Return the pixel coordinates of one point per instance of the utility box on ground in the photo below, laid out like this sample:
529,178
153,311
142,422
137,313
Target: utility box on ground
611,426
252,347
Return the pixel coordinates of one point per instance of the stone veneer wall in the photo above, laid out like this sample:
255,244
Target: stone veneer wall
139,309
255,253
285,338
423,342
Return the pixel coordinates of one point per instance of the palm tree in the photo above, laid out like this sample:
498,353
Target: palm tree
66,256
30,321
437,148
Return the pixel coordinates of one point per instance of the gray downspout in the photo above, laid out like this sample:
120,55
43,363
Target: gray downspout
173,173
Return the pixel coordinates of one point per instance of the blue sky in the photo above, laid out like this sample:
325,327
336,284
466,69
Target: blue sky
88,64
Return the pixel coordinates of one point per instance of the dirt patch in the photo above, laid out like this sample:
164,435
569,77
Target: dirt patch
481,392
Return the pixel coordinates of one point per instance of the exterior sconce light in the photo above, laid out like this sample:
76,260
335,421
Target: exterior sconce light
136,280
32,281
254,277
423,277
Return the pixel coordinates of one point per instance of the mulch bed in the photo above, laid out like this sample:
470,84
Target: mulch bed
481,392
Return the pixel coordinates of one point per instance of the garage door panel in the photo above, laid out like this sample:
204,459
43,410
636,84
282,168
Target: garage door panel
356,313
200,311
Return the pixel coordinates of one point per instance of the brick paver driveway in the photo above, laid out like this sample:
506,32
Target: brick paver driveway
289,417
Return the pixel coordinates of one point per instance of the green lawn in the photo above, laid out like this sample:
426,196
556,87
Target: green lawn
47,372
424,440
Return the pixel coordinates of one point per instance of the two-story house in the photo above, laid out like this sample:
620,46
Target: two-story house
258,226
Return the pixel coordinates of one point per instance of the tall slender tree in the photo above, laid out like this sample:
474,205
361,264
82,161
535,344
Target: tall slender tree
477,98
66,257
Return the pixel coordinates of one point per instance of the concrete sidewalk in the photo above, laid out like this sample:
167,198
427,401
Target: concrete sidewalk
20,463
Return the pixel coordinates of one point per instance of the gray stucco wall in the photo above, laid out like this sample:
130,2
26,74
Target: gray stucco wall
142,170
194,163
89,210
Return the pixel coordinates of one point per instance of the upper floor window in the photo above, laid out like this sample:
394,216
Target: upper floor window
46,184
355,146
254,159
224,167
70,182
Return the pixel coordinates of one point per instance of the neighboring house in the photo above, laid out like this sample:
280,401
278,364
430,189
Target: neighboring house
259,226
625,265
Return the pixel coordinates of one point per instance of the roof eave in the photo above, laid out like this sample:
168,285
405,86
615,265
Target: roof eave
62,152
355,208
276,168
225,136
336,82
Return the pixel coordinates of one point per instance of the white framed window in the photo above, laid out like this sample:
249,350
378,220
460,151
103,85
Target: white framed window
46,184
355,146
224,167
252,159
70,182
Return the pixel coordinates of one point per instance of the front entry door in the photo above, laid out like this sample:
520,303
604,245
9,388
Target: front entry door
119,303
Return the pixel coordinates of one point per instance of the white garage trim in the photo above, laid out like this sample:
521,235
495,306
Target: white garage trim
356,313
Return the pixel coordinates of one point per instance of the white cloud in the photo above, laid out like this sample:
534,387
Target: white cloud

## Your task
Extract every record and return it verbatim.

## Task solution
Return the pixel coordinates of one point per instance of the utility box on ground in the photo below, laid out like this sample:
529,178
153,311
142,422
137,313
Target: utility box on ground
611,426
252,347
Return the pixel coordinates of one point per instance of the stone veneer wall in the photo above, laid out like this sample:
255,244
Target: stone veneer wall
139,309
255,253
285,338
423,342
Return the pixel coordinates of one point per instance of the palm tree in the photo above, laid out like this sample:
498,353
Target: palm tree
66,256
30,321
437,148
Return the pixel coordinates of one point per instance of the gray downspout in the photo above, laid out like this sample:
120,55
43,363
Target: gray downspout
173,173
Return the pixel coordinates of one point per instance of the blue sky in the photo above, laid out like this sample:
325,327
336,284
466,69
Target: blue sky
88,64
Return the pixel coordinates of one point per instance of the dirt patch in the photo above, laid out like this sample:
164,435
569,77
Target: dirt patch
481,392
Return the pixel coordinates of one point per instance of the exterior sconce light in the photo above, laid out like this sample:
76,260
335,421
Target: exterior sconce light
136,280
32,281
254,277
423,277
Return the pixel coordinates of one point per instance of the mulch bed in the photo above, laid out like this sample:
470,84
Target: mulch bed
481,392
Return the pixel coordinates of one point per instance of the garage door panel in the photo above, laid out like this sample:
204,459
43,410
636,84
282,168
Target: garage door panel
356,313
200,311
Return the pixel coordinates of one point per instance of the brick paver driveway in the photo above, laid out like this sample:
506,32
Target: brick paver driveway
289,417
Return the pixel coordinates of one point per instance of the green lawn in the photo above, laid out like this sample:
426,196
556,87
Target: green lawn
47,372
424,440
Return the pixel coordinates of one point per instance of the two-story house in the photo above, laid out like this sample:
620,46
Target: two-story house
258,226
Return the pixel coordinates of one point per instance of the tall slender tree in the photo above, laid out like this sample:
474,205
361,264
82,161
535,344
Target: tall slender tree
477,98
66,257
Return the pixel coordinates of one point per instance of the concrete sidewalk in the photo above, laid out like this sample:
167,198
427,401
Target: concrete sidewalk
20,463
Return the pixel coordinates of one point per instance of the gray stucco wall in the photo above, laid out like this sample:
130,2
26,74
Target: gray stucco wall
142,170
194,163
89,210
Return the pixel coordinates of one point per instance of the upper floor window in the photo above, laid out like this sample:
394,216
Target: upper floor window
46,184
355,146
254,159
224,167
70,182
Return the pixel coordinates of one point per instance of the neighboring house in the photo above, laid out like this sample:
280,401
278,364
430,189
Target: neighboring house
259,226
625,265
Return the pixel coordinates of one point per instance of the roof eave in the photo above, laid out like this sample:
168,285
405,86
615,265
Target: roof eave
62,152
355,208
276,168
225,136
336,82
Return the pixel coordinates of one point per instance of the white framed window in the photo above, laid out like this sample:
249,350
378,220
460,151
103,85
Target: white framed window
46,184
355,146
224,167
252,159
70,182
Return the pixel coordinates of one point per instance of the front entry door in the photo above, laid out like this sample:
520,303
604,245
9,388
Target: front entry door
119,303
Return the pixel coordinates of one point per instance of the white garage trim in the photo above, laid out like this sample:
521,235
495,306
Target: white garage trim
356,313
Return the pixel coordinates of one point per instance of the white cloud in the photo above, laid out like this sample:
534,387
Target: white cloud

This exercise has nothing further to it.